TAREFA PROPOSTA |
Dê continuidade ao texto sobre a emigração de moradores de Governador Valadares para o exterior, começando logo após a última frase apresentada.

TRECHO FORNECIDO |
A crise econômica internacional e a melhoria na qualidade de vida dos brasileiros não foram suficientes para frear o sonho americano. Em Governador Valadares, cidade que primeiro exportou emigrantes para o exterior, o êxodo continua alto, em especial para os Estados Unidos, que desde a década de 60 continua sendo a principal rota dos “brazucas”. Pelo menos 1.250 passaportes são emitidos por mês na cidade.
Setor de atendimento da Polícia Federal em Valadares está sempre cheio – Foto: Leonardo Morais/HD
A dona de casa Maria Aparecida Botelho, de 45 anos, buscou o documento na quarta-feira. Ela morou nos EUA ilegalmente por mais de 15 anos e lá deixou os três filhos, todos americanos. Disse que voltou para o Brasil porque o marido foi deportado, em 2010. “Quero ir passear, visitar os meninos”, afirmou. Já uma vendedora que pediu para não ser identificada não esconde o desejo de ir e ficar. “Tenho uma irmã nos Estados Unidos. Se der, fico por lá”.
Segundo a supervisora do Núcleo de Passaportes e Imigração da Polícia Federal, Conceição Farias, a procura pelo documento é tanta que os agendamentos estão esgotados até 16 de maio. A maioria diz que tem a intenção de visitar parentes. No entanto, deixam escapar a intenção de emigrar e se estabelecer fora do país. “Alguns pegam o passaporte e suspiram alto: ‘Que bom seria se já viesse com o visto”, contou.
A pesquisadora Sueli Siqueira, especialista em migração internacional, concorda. Segundo ela, embora o turismo também aconteça, a maioria quer o passaporte e o visto para emigrar para o trabalho. E o fenômeno migratório que começou na cidade e região na década de 60, ganhando força em 1980, continua forte. Não existem números oficiais, mas estima-se que cerca de 40 mil dos 260 mil valadarenses estejam no exterior.
“São mais de 50 anos de fluxo migratório. Nesse período, famílias se estabeleceram por lá mantendo relações aqui na cidade. Então esse movimento de ir e vir vai continuar sempre”, observou Sueli.
Entre os motivadores para a continuidade do fluxo migratório de brasileiros estariam ainda os mecanismos facilitadores para a obtenção de vistos americanos e as redes sociais formadas ao longo dos anos por familiares e amigos.

(Itens de anotação de regiões)
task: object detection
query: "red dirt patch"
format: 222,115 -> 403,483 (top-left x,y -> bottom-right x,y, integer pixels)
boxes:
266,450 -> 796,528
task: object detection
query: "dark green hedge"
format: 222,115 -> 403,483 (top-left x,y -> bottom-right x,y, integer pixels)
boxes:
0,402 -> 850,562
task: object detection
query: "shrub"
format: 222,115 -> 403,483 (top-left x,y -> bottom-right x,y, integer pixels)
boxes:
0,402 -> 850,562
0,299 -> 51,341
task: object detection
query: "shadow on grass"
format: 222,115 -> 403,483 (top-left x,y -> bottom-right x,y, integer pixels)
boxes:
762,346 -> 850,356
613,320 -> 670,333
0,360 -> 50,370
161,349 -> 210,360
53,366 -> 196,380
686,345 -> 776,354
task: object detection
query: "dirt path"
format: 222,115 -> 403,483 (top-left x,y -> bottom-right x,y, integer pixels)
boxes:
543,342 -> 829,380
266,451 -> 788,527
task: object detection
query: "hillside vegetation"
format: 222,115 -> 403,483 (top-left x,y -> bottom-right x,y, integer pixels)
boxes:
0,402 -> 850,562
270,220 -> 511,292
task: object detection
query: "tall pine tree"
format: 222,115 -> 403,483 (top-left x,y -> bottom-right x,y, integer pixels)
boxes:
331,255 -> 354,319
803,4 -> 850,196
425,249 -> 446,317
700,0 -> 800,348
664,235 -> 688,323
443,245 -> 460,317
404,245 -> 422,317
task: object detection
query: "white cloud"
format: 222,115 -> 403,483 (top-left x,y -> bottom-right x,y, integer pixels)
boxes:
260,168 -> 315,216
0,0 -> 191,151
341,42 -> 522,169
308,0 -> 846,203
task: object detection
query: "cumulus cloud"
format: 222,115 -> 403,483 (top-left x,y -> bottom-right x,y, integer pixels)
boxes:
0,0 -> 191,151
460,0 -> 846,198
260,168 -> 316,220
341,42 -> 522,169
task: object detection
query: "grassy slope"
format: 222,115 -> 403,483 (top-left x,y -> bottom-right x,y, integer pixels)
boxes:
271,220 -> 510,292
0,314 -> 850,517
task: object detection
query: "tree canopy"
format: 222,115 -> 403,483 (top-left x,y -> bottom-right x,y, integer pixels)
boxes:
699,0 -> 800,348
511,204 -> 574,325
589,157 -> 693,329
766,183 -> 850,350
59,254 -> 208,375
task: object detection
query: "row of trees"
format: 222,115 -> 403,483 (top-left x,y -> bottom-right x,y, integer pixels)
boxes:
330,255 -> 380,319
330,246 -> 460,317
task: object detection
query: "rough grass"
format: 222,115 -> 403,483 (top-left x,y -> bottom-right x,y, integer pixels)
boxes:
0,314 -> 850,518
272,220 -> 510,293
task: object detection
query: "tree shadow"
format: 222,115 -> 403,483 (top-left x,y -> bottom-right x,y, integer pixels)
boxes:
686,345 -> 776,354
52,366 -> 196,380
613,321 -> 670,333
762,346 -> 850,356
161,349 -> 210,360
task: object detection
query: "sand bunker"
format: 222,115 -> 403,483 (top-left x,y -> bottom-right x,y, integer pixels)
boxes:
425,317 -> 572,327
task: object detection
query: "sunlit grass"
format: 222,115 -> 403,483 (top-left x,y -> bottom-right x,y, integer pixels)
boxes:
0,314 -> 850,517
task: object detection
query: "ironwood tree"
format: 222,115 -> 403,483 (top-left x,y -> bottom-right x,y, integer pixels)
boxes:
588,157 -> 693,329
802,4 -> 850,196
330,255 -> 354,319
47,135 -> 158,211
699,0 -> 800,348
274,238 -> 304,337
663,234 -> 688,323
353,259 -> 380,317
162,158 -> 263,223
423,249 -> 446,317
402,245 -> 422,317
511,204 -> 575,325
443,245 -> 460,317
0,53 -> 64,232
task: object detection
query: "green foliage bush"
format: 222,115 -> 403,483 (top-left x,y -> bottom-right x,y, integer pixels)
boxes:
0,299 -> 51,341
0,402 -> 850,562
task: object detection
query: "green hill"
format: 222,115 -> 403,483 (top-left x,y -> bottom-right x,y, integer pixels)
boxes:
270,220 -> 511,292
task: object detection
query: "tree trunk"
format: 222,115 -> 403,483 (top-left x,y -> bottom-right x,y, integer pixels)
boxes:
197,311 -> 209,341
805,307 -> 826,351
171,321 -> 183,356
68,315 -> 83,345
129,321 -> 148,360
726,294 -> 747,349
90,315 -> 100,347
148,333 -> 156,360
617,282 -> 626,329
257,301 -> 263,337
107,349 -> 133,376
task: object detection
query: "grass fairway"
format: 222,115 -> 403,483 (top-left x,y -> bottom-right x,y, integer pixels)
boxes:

RESPOSTA |
A rede é alimentada por pessoas que emigraram, se estabeleceram e recebem quem chega.
Sueli lembra que emigrar clandestinamente custava até US$ 9 mil (cerca de R$ 21 mil) em Valadares, mas hoje tem gente mascarando informações para obter documentos originais por R$ 1.250. Outra explicação seria a chamada “cultura da emigração” que mantém viva a ideia de que fora tudo é melhor e mais bonito, realidade que não é a mesma para todos. “É a ideia de que a grama do vizinho é sempre mais verde. Mas lá trabalham até 18 horas por dia, dormem e se alimentam mal e vivem com medo”, disse.
O desejo de emigrar também é o mesmo: comprar casa, carro e melhorar a vida da família. Como atualmente ganha-se menos no exterior, os que continuam fora esperam a economia melhorar. E os que partem acreditam que mesmo em crise, os países do chamado Primeiro Mundo têm mais a oferecer. “Só que mesmo legalizado, vai se sentir sempre um estrangeiro. Quando adoece, volta”, lembrou Sueli.
Ainda é grande a procura por visto
Segundo a pesquisadora Sueli Siqueira, mais que uma flexibilização com relação aos brasileiros, o que mudou foi a economia do país. “Muitos brasileiros agora têm dinheiro para ir comprar nos EUA, Europa ou qualquer lugar. A dificuldade do visto faria com que fossem para outro lugar”, explicou, lembrando que os brasileiros estão entre os que mais compram nos EUA.
Ela não acredita em discriminação contra o valadarense para a obtenção de visto. “Já tive acesso a dados estatísticos que apontaram o contrário. O número de valadarenses com falta de documentação correta para conseguir o visto é que era muito grande”, observou. Outro fator é a grande incidência de pessoas da cidade que tentam o visto.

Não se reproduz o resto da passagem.